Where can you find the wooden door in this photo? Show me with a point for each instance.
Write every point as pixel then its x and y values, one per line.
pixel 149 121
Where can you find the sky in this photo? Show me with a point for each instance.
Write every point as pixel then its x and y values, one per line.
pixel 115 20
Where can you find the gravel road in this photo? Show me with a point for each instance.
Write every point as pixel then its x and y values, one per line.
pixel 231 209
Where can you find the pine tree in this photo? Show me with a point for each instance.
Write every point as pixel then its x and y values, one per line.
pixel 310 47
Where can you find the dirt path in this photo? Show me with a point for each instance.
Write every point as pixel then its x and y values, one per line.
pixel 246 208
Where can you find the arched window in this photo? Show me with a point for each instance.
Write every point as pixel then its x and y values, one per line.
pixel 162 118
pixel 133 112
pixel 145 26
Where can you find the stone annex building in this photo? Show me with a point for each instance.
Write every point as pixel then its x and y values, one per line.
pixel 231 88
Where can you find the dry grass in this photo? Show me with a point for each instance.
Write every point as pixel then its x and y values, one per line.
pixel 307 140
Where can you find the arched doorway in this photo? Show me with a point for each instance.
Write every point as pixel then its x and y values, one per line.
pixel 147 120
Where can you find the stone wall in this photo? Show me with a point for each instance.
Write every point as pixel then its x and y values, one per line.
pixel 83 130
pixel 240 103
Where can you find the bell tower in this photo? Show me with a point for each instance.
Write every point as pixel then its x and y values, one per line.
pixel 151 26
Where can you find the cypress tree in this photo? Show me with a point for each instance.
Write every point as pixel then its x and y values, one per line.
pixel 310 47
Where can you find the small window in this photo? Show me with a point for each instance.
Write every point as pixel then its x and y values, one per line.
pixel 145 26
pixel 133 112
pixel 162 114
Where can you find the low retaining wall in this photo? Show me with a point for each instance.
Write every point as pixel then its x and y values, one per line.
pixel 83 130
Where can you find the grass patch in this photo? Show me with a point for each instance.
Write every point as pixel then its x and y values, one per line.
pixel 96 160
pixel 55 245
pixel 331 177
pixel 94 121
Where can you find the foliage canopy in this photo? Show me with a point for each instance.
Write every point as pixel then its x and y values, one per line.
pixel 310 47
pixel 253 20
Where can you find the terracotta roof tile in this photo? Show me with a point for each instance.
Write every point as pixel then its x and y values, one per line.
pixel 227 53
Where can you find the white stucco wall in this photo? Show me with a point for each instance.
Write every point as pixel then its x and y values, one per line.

=== Task ===
Could you restate every record word for word?

=== Result of the task ===
Where can you find the wooden door in this photo? Show me with a point for each instance.
Write every point as pixel then its x and y values, one per line.
pixel 149 121
Where can you find the sky in this photo? Show me with a point for each instance.
Write every point as pixel then its x and y values, one per line.
pixel 115 20
Where can you find the gravel road in this photo? Show me with a point for each instance.
Write every point as pixel then its x and y values, one per line.
pixel 231 209
Where can you find the pine tree in this photo? Show me with a point for each instance.
Write every point as pixel then its x and y values, one per line.
pixel 310 47
Where can you find the dirt path in this photo? Show me with a point for each instance.
Write every point as pixel then its x and y values, one per line.
pixel 246 208
Where can you find the arched window in this photo? Show me with a point for each instance.
Write every point as pixel then its x and y values, one per line.
pixel 162 118
pixel 133 112
pixel 145 26
Where can you find the stone annex building in this photo? Show me with a point for each instance.
Write every point as pixel then its x and y values, one per line.
pixel 231 88
Where can you find the dry grass in this photo? Show me with a point for each instance.
Write every point as pixel then its x and y values, one per line.
pixel 307 140
Where can you find the arched doorway in this photo? Show me with a point for each instance.
Write every point as pixel then its x and y values, one per line.
pixel 147 120
Where can you find the stone wall in this photo? Show me with a point for each instance.
Write every point as pixel then its x and y values, one per line.
pixel 83 130
pixel 240 103
Where can you find the bell tower in this photo? Show me with a point for each instance.
Write every point as pixel then its x and y values, one per line.
pixel 151 26
Where can you find the cypress tree in this photo? Show me with a point for each instance.
Write every point as pixel then its x and y values, one per line.
pixel 310 47
Where can you find the small window in this photo? Show me with a point for each instance.
Write every point as pixel then its x and y values, one per line.
pixel 145 26
pixel 133 112
pixel 162 114
Where can you find the low retaining wall in this photo? Show me with a point for each instance.
Write every point as pixel then its x and y values, one per line.
pixel 83 130
Where can you find the grass patch in this photo? Show me with a point for each instance.
Write every point as pixel then its x and y values, one per line.
pixel 96 160
pixel 55 245
pixel 331 177
pixel 94 121
Where can you find the foliage canopy in this photo? Show me with a point for each instance.
Write every point as pixel then its x and y values, one per line.
pixel 310 47
pixel 253 20
Where can you find the terracotta roof tile in this photo? Show me with a point for each instance.
Write every point as pixel then its x and y values, one per line.
pixel 227 53
Where can you find the white stucco wall in this photo? Show me with a point for each instance.
Write every point as pixel then its x and y values, one per line.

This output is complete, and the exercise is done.